THE PROBLEM: Change "outline" to "contour" in the lines starting at the one that contains "job: provide the outline of every instance of the white window" and ending at the close of the rows, and write out only those lines with everything else left as it is.

EXERCISE INPUTS:
-----

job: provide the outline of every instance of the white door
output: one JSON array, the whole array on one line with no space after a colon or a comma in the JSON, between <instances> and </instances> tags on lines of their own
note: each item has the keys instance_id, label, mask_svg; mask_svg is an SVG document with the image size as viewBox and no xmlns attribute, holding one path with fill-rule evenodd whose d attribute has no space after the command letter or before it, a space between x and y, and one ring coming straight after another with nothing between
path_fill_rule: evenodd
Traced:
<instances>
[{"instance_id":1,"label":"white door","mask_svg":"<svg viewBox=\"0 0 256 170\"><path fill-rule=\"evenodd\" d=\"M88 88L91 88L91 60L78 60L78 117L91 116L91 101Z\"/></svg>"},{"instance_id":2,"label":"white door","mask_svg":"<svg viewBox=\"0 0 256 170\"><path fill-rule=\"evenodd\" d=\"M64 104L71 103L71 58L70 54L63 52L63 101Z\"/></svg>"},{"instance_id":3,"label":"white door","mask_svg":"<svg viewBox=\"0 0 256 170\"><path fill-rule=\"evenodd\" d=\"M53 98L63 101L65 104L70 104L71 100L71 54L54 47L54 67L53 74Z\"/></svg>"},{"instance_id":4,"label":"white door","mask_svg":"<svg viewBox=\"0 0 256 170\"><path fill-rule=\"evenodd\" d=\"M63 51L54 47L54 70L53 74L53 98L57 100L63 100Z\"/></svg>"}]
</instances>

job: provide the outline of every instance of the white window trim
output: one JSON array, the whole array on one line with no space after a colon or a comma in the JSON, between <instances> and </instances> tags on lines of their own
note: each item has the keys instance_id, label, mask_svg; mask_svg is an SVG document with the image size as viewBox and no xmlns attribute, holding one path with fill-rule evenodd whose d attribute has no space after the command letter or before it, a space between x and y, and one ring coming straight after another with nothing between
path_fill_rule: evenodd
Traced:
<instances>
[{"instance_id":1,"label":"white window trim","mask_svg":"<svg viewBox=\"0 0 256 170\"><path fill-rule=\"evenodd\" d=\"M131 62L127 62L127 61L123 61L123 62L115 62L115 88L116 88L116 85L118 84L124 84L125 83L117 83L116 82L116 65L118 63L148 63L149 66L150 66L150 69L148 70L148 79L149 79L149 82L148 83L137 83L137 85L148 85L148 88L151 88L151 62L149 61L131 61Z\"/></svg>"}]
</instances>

-----

TASK OUTPUT:
job: provide the contour of every instance of the white window trim
output: one JSON array, the whole array on one line with no space after a colon or a comma in the JSON, between <instances> and </instances> tags on lines of their own
note: each item has the keys instance_id, label, mask_svg; mask_svg is an SVG document with the image size as viewBox and no xmlns attribute, holding one path with fill-rule evenodd whose d attribute has no space after the command letter or before it, a space between x and y, and one ring coming straight after another with nothing between
path_fill_rule: evenodd
Traced:
<instances>
[{"instance_id":1,"label":"white window trim","mask_svg":"<svg viewBox=\"0 0 256 170\"><path fill-rule=\"evenodd\" d=\"M131 62L127 62L127 61L123 61L123 62L115 62L115 88L116 88L116 85L118 84L124 84L125 83L117 83L116 82L116 65L118 63L148 63L149 66L150 66L150 69L148 70L148 79L149 79L149 82L148 83L137 83L137 85L148 85L148 88L151 88L151 62L149 61L131 61Z\"/></svg>"}]
</instances>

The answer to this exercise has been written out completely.